PÁGINA:
________

Gustavo Rubén Giorgi
Como si se
tratara de una declaración de principios, Borges hizo coincidir con la ceguera
su decisión de estudiar en forma sistemática el idioma inglés antiguo, o
anglosajón:
Me dije: ya que he perdido el querido mundo
de las apariencias, debo crear otra cosa: debo crear el futuro, lo que sucede
al mundo visible que, de hecho, he perdido. (...).
Pensé: he perdido el mundo visible, pero
ahora voy a recuperar otro, el mundo de mis lejanos mayores, aquellas tribus,
aquellos hombres que atravesaron a remo los tempestuosos mares del Norte y que,
desde Dinamarca, desde Alemania y desde los Países Bajos conquistaron a
Inglaterra; que se llama Inglaterra por ellos, ya que “Engaland”, tierra de los
anglos, antes se llamaba “tierra de los britanos”, que eran celtas.1
Pero,
aunque se tratara de una decisión crítica, destinada a impregnar con su
impronta el resto de su obra acompañándolo, literalmente, hasta la tumba, el
gran escritor nunca declaró cuándo se despertó en él una vocación tan cara a
sus sentimientos como a sus preferencias estéticas. Esto, hasta donde podemos
conocer: se ha escrito tanto sobre Borges y las entrevistas que se le hicieron
en la última etapa de su vida fueron tantas, que toda compulsa resultaría
provisional. No nos queda entonces más recurso que acudir a la memoria de sus
lecturas, a los registros más difundidos de su palabra y a nuestra flaca
intuición.

________

EXTRACTOS DEL MATERIAL:
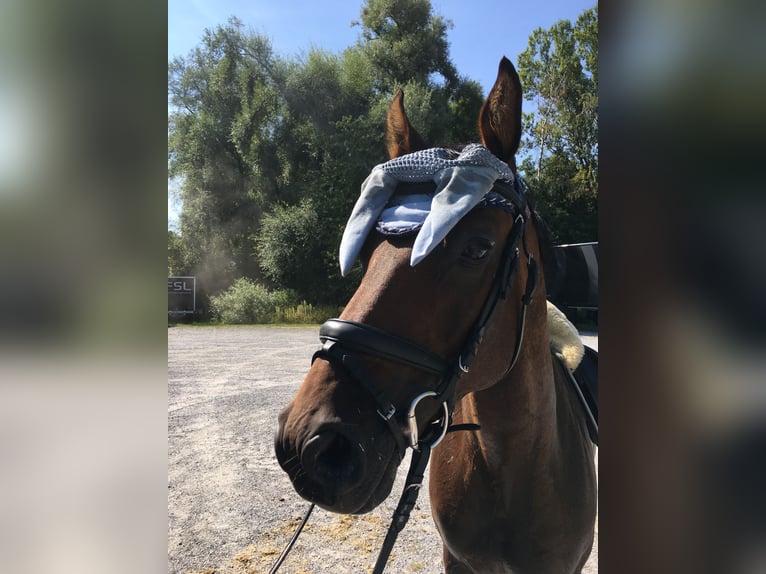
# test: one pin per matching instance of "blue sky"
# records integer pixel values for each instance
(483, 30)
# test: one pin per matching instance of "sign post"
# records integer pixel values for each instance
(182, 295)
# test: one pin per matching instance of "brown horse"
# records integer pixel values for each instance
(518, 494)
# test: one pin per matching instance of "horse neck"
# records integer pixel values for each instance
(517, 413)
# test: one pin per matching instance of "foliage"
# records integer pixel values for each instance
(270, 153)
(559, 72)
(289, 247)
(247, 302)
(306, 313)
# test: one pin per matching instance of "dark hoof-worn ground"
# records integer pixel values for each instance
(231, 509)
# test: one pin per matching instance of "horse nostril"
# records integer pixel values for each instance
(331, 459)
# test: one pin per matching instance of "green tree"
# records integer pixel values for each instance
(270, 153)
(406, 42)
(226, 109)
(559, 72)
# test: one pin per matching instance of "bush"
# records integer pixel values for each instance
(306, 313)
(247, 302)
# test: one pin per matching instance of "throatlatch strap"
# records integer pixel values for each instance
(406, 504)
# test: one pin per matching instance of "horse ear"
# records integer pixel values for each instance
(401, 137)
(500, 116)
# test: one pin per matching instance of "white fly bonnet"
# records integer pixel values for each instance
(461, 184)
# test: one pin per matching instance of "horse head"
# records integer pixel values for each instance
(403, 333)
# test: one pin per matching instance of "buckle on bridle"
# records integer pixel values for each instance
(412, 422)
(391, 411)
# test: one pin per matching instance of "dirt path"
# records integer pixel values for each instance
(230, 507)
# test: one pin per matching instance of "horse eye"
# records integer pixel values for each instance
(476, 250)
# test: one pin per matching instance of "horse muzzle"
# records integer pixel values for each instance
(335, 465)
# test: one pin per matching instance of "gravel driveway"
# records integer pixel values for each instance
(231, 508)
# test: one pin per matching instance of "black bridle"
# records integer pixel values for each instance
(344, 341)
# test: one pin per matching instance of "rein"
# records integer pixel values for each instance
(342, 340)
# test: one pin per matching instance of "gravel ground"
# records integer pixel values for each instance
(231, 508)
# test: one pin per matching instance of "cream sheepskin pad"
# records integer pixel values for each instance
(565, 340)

________

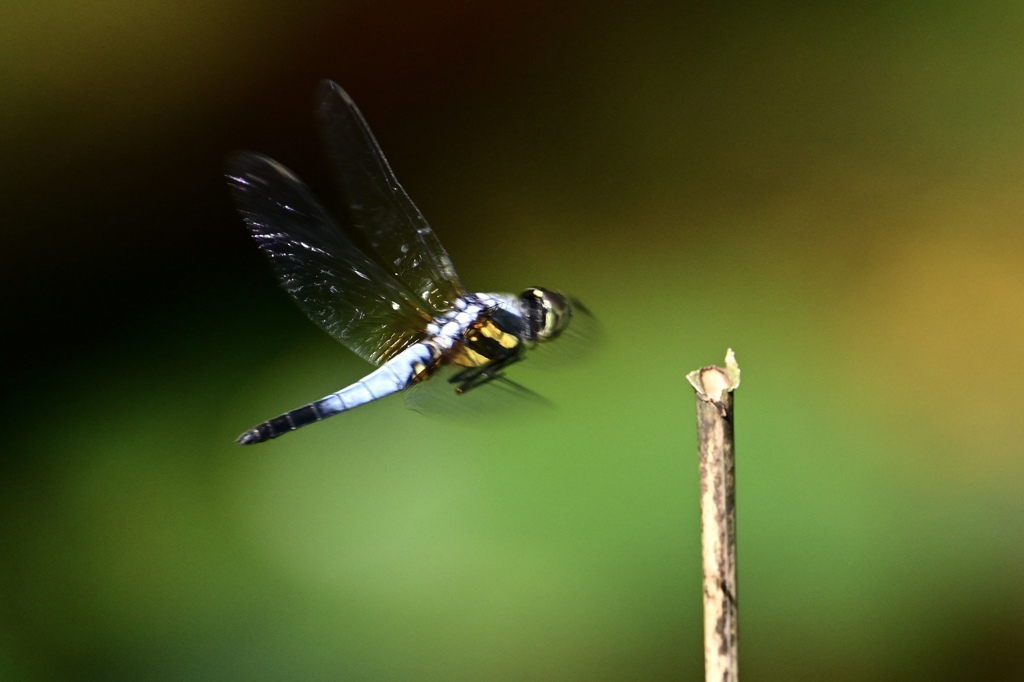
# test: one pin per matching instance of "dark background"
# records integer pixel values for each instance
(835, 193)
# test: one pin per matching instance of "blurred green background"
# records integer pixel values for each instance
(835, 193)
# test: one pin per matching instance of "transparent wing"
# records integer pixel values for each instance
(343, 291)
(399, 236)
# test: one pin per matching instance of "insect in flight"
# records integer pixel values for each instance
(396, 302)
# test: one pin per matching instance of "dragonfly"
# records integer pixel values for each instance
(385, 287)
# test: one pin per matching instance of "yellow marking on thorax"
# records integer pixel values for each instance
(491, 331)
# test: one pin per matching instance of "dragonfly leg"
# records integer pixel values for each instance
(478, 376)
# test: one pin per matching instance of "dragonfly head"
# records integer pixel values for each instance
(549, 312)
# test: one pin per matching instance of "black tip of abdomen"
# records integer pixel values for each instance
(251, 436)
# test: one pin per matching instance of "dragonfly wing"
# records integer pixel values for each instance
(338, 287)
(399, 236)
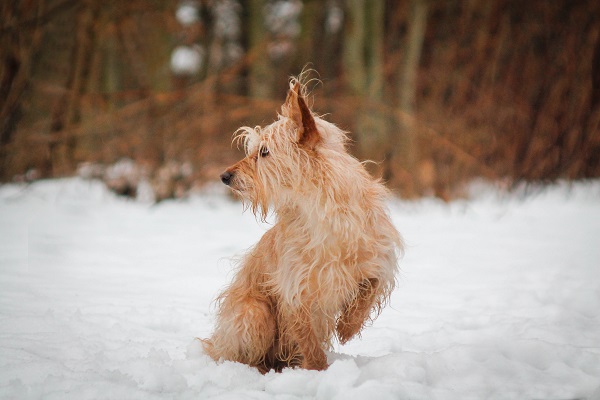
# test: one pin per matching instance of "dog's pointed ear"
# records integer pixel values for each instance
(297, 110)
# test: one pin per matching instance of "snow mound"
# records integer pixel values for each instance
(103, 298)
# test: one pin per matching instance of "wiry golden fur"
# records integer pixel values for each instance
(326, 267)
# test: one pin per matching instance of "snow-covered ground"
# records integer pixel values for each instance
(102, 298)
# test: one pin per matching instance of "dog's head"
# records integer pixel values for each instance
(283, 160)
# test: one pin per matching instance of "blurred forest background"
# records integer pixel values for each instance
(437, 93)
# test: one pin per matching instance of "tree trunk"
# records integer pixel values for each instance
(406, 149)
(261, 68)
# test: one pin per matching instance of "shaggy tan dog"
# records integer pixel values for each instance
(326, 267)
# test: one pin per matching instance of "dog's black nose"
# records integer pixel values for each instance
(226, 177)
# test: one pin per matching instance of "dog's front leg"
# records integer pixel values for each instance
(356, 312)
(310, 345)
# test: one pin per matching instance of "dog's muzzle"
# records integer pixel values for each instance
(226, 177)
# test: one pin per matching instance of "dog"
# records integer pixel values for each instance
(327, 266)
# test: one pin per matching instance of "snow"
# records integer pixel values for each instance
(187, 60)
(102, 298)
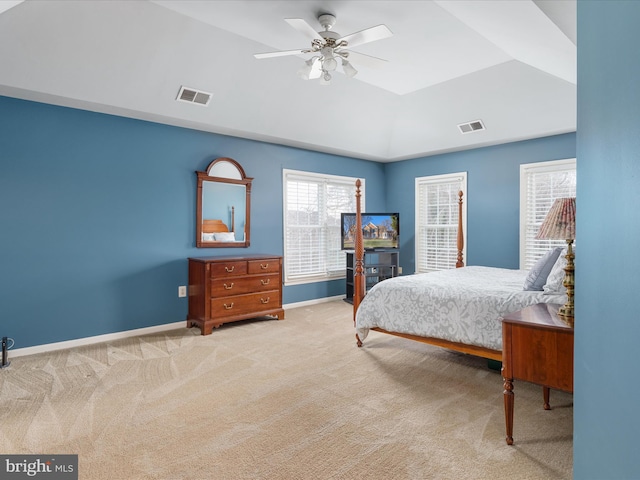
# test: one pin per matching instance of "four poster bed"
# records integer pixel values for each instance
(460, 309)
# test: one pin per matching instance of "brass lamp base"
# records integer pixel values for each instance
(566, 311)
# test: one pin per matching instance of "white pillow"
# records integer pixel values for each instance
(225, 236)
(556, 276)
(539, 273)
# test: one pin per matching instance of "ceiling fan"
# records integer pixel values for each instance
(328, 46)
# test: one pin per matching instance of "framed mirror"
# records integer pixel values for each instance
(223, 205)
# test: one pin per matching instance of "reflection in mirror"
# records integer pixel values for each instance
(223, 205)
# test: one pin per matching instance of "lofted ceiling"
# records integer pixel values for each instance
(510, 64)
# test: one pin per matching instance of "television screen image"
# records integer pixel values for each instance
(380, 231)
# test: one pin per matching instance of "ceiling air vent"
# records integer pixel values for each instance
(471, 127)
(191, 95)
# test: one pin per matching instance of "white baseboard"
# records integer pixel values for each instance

________

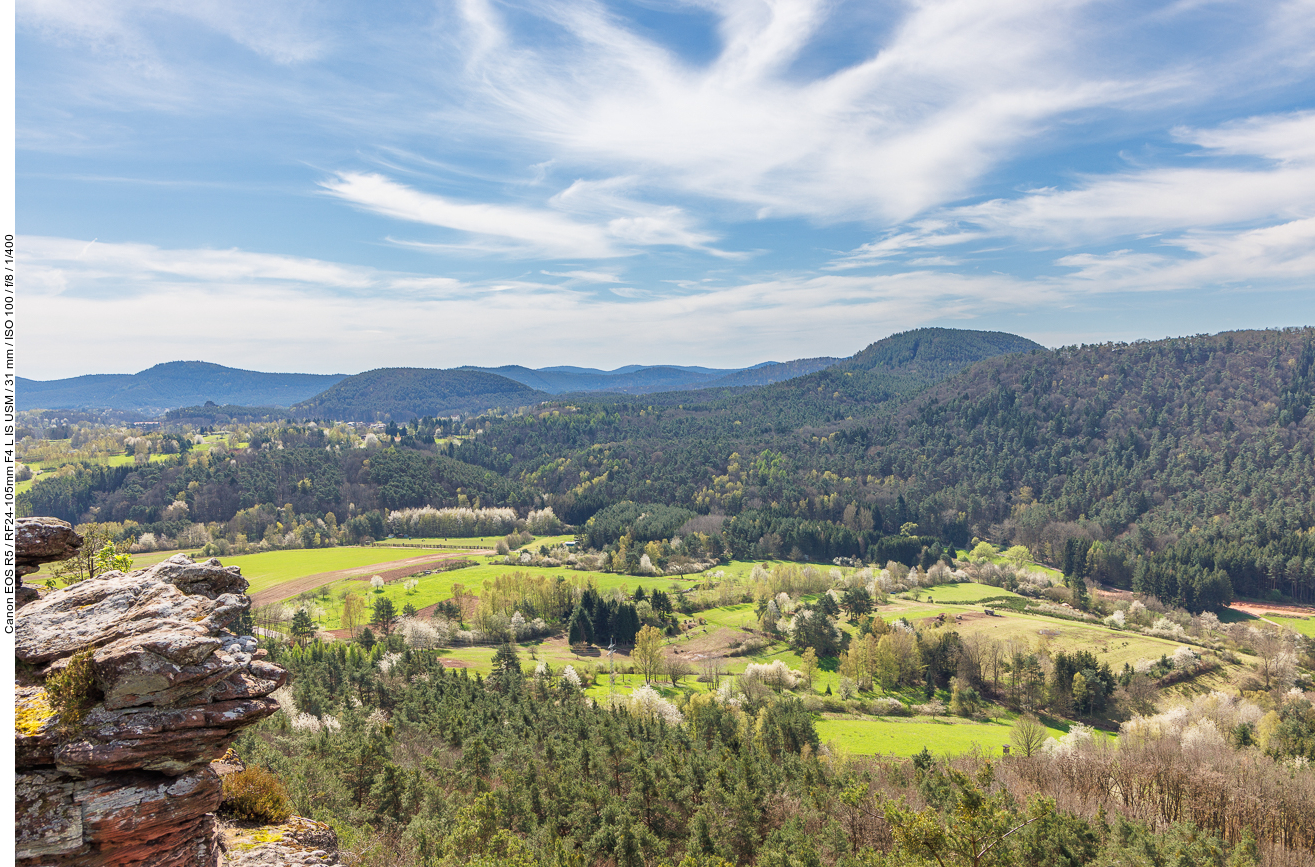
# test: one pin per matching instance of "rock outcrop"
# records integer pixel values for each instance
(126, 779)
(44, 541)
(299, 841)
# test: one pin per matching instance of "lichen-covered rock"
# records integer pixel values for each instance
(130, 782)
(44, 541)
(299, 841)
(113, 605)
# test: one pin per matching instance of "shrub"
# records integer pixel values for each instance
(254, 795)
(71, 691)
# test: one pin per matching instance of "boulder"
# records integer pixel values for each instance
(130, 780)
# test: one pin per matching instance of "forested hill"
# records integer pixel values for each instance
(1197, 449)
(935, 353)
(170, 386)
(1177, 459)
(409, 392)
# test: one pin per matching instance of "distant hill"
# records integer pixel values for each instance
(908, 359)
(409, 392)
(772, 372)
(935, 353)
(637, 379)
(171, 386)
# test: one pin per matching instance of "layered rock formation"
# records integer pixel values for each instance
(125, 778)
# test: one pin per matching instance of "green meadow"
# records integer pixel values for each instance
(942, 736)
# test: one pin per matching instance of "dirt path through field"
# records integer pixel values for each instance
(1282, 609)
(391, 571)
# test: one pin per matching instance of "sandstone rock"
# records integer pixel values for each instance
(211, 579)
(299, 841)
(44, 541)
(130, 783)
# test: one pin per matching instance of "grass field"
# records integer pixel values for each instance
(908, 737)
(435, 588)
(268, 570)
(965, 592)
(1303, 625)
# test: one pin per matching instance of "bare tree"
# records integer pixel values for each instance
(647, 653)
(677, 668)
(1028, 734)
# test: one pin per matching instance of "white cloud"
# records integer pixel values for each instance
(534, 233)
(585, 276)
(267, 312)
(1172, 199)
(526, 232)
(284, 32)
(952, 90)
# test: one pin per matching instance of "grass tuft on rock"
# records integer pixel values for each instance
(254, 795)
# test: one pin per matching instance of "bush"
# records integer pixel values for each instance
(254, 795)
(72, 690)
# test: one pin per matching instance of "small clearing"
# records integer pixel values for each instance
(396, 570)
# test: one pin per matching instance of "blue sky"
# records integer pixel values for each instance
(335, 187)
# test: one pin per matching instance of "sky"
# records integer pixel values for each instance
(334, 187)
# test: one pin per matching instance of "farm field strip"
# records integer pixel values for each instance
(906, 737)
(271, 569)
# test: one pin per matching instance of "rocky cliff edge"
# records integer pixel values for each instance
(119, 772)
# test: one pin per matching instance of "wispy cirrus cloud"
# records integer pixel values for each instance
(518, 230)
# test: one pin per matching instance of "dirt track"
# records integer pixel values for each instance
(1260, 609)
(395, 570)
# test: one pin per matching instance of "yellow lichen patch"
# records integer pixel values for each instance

________

Enumere todos los lugares desde los que, según el texto sobre Borges, partieron los hombres que conquistaron Inglaterra. El material es un contenido aparte, independiente del texto.

RESPUESTA COMPLETA:
Partieron desde Dinamarca, desde Alemania y desde los Países Bajos.